TASK DETAILS: Restate, word for word, all of the material shown below.

RECORDS TO PROCESS:
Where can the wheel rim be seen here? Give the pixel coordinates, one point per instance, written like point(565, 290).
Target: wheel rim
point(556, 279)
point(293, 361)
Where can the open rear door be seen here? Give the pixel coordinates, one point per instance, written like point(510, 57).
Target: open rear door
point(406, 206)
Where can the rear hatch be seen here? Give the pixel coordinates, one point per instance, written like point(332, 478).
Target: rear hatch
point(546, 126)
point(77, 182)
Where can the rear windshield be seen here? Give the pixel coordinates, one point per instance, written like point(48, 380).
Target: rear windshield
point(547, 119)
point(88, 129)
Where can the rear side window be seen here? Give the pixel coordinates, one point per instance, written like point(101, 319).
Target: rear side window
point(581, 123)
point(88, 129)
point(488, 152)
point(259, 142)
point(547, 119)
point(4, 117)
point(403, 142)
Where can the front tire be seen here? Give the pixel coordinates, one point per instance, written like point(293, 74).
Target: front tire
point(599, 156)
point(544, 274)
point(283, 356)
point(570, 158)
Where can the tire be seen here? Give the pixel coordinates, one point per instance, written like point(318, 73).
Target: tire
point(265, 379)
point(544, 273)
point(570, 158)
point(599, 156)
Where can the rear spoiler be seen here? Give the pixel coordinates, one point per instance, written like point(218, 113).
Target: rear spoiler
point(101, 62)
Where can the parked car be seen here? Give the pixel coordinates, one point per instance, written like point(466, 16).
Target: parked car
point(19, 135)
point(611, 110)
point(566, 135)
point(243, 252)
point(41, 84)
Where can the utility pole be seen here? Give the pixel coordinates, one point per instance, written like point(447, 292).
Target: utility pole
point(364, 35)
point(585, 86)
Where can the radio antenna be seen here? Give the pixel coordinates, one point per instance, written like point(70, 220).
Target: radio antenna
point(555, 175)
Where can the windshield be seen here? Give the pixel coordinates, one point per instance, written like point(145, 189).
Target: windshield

IN RESPONSE:
Where can the wheel rim be seen here? Give the pixel coordinates, one point per instance, written like point(565, 290).
Target: wheel rim
point(556, 279)
point(293, 361)
Where can the open rear door be seen here? Give the pixel coordinates, one point per instance, written like point(510, 57).
Target: open rear door
point(406, 206)
Where can the rear hatch be seen here? Give the pixel coordinates, one point per instance, written like point(332, 478).
Target: rear hatch
point(546, 126)
point(77, 182)
Where can the rear windshield be seen here? Give the pixel coordinates, one point per instance, written like point(48, 380).
Target: rear windshield
point(547, 119)
point(88, 129)
Where can the rear side window be seen here? Give the pixel coordinates, one point per instance, written like point(101, 319).
Target: rear side window
point(581, 123)
point(88, 129)
point(488, 152)
point(259, 142)
point(547, 119)
point(4, 117)
point(403, 142)
Where can the front tire be seen here? Give the pixel coordinates, one point per instance, written like point(293, 74).
Target: front tire
point(599, 156)
point(544, 274)
point(283, 356)
point(570, 158)
Where can the tire be seen here? Give the pixel coordinates, one point per instance, written like point(318, 73).
Target: tire
point(265, 379)
point(544, 273)
point(570, 158)
point(599, 156)
Where can the rear spoiler be seen here? Give the pixel coordinates, one point per instance, written like point(218, 113).
Target: rear spoiler
point(101, 62)
Where can the parked car be seen here? Give the pixel coordinates, one point per instance, written like point(466, 16).
Target: parked car
point(19, 135)
point(611, 110)
point(566, 135)
point(243, 252)
point(41, 84)
Where can the utility pole be seen here? Give the pixel coordinates, one point per instance, written like point(447, 292).
Target: utility pole
point(364, 35)
point(585, 86)
Where can the radio antenna be seen here? Give the pixel coordinates, one point per instance, written like point(70, 220).
Target: radio antenna
point(555, 175)
Where can the windshield be seen here? Give the pixel coordinates, one point per instance, written like point(145, 189).
Target: windshield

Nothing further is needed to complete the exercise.